Snake Arm

This effort serves to further the efforts of the National Center for Defense Robotics to investigate and develop robotic capabilities for use in current and future robotic combat casualty care and future needs in Autonomous Combat Casualty Care. This project is intended to further the knowledge base for robotic capabilities on the battlefield, in supporting first responders, and in reducing the risk to military personnel. The integration of a zipper mast and a snake arm onto an ARES UGV platform seeks to address two needs related to autonomous combat casualty care:

• Enable remote fine-scale interactions with patients by integration of a highly dexterous manipulator on a UGV
• Quickly locate potential patients despite low lying battlefield obscurants such as brush, grass, and walls by deploying sensors at sufficient altitudes to look into windows and over obstacles

Combining these two capabilities onto a single UGV furthers the knowledge base for robotic capabilities.

Carnegie Mellon University has built Snoopy II, part of a family of hyper-redundant robot arms (“snake arms”) in the Biorobotics Lab. Essentially, they are a sequence of actuated universal joints stacked on top of each other where each joint provides two degrees of freedom. Snoopy 2 has 6 such joints, for a total of 12 degrees of freedom, and is 56cm (22in) in length.

════════

# Assigned task 1
From the Snake Arm page, what is the exact part that opens with the words containing "Carnegie Mellon University" and closes with "(22in) in length."? Return it.
# Assigned task 2
Answer these questions about the Snake Arm page, one per line:
(a) Onto what platform are the zipper mast and snake arm integrated?
(b) Which university built Snoopy II?
(c) How many degrees of freedom does each joint of the snake arms provide?
# Assigned task 3
Can you write what comes next in the Snake Arm page, picking up after its last sentence?

════════

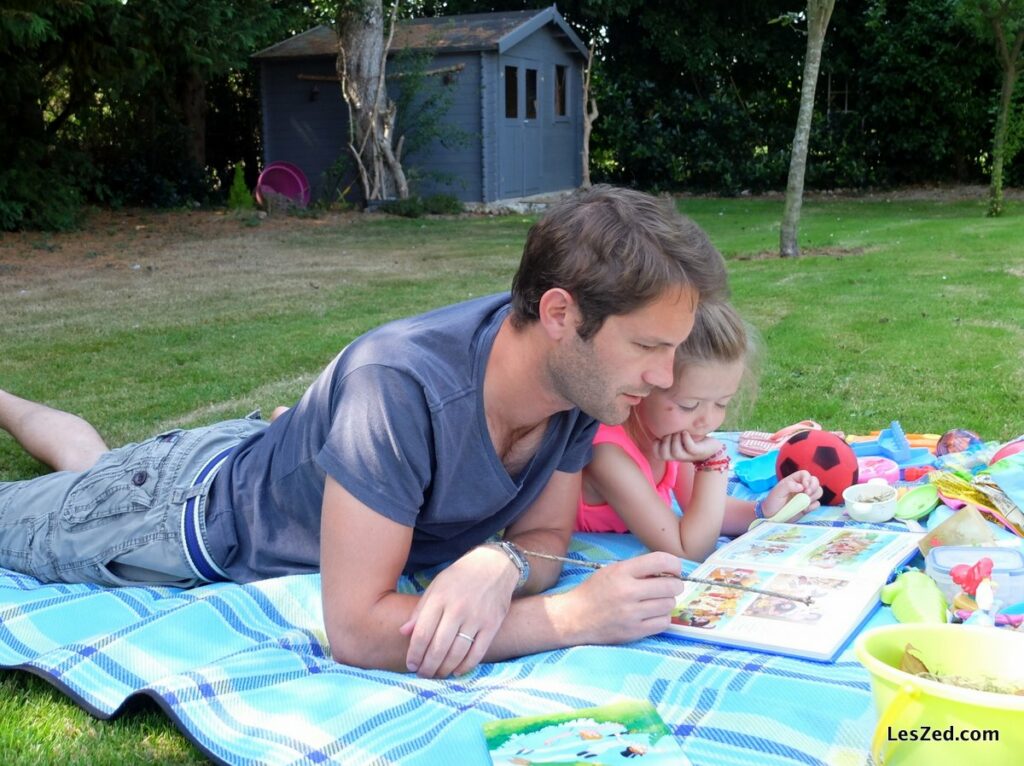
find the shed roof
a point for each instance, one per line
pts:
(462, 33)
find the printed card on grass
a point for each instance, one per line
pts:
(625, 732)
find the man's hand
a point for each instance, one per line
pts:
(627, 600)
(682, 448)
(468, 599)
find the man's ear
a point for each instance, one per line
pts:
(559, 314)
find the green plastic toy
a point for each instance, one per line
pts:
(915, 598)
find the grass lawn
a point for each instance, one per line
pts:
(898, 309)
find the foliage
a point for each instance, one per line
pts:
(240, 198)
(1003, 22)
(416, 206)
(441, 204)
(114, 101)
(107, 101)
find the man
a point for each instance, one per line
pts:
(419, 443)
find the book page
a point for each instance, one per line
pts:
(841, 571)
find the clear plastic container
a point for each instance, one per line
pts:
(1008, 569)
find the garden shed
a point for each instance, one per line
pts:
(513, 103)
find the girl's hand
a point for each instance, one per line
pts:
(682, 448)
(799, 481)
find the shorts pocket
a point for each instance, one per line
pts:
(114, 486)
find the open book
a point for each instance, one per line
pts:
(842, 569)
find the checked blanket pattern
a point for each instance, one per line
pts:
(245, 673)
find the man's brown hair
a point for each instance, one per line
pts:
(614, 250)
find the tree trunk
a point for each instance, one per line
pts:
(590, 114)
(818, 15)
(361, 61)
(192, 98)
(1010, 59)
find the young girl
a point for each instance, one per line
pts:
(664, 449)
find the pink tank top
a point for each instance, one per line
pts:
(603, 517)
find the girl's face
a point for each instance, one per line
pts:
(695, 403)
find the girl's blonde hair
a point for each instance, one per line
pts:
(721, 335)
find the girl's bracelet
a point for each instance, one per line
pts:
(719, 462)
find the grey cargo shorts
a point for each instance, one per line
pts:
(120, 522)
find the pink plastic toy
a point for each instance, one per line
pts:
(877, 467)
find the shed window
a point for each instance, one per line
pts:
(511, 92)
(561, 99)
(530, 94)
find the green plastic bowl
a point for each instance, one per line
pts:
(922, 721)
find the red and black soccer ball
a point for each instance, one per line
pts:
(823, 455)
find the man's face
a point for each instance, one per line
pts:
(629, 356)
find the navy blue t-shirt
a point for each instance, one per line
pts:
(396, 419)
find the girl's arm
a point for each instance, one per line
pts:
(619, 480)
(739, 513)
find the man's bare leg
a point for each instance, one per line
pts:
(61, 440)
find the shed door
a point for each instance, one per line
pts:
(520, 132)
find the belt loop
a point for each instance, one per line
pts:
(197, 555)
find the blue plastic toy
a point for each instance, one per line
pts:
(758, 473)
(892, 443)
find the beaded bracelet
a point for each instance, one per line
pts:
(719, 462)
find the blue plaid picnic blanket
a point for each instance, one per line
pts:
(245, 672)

════════

# Response area 1
Carnegie Mellon University has built Snoopy II, part of a family of hyper-redundant robot arms (“snake arms”) in the Biorobotics Lab. Essentially, they are a sequence of actuated universal joints stacked on top of each other where each joint provides two degrees of freedom. Snoopy 2 has 6 such joints, for a total of 12 degrees of freedom, and is 56cm (22in) in length.

# Response area 2
(a) An ARES UGV platform
(b) Carnegie Mellon University
(c) Two

# Response area 3
The TeraBot and Snoopy II are interfaced through a single computer (TS-7800) which accepts JAUS messages and performs the kinematic calculations to provide end-effector operation. The power and signal lines for the camera mounted on Snoopy II are passed through the TeraBot’s internal wiring, while the power and communication lines for Snoopy II itself have been mounted externally to the TeraBot. Communication with the TeraBot is done over an RS-232 serial port while the snake arm is interfaced using a USB to RS-485 converter. Each manipulator uses its own custom protocol to send and received messages with the TS-7800, which communicates information with the OCU using JAUS messages. The TS-7800 is connected to the ARES platform through one of its payload ports, which supplies both communications and power.

We developed combined kinematic models of the TeraBot and Snoopy II manipulators. The following table lists the Denavit-Hartenberg (DH) parameters for the combination of the Oceaneering TeraBot with the CMU Snoopy II given the dimensions of the mount to attach Snoopy II to the TeraBot, the height of the ARES platform, and the assumption that Snoopy II is mounted distally along the TeraBot’s second link. The intermediate coordinate systems used were chosen such that all positive rotations about horizontal rotation axes cause the arm to lift up, and all positive rotations about vertical rotation axes cause the arm to rotate to the left.

• Link diameter: 47 mm (1.85 in)
• Module length: 96 mm (3.78 in)
• Joint travel: (+/-) 55 degrees max.
• Bend radius, min. (on joint CL): 104 mm (4.09 in)
• Gear ratio, overall: 2485 to 1
• Angular resolution: 80,000 counts per rev. at output (0.0045 degree)
• Joint backlash: 0.06 degree
• Joint speed, theoretical no-load: 0.11 rev/sec or 2.8 sec full travel (+/-55 degrees)
• Module mass: 230g (0.507 #)
• Joint torque, continuous: 4.5N-m (39.9 #-in) @0.24 A (90C)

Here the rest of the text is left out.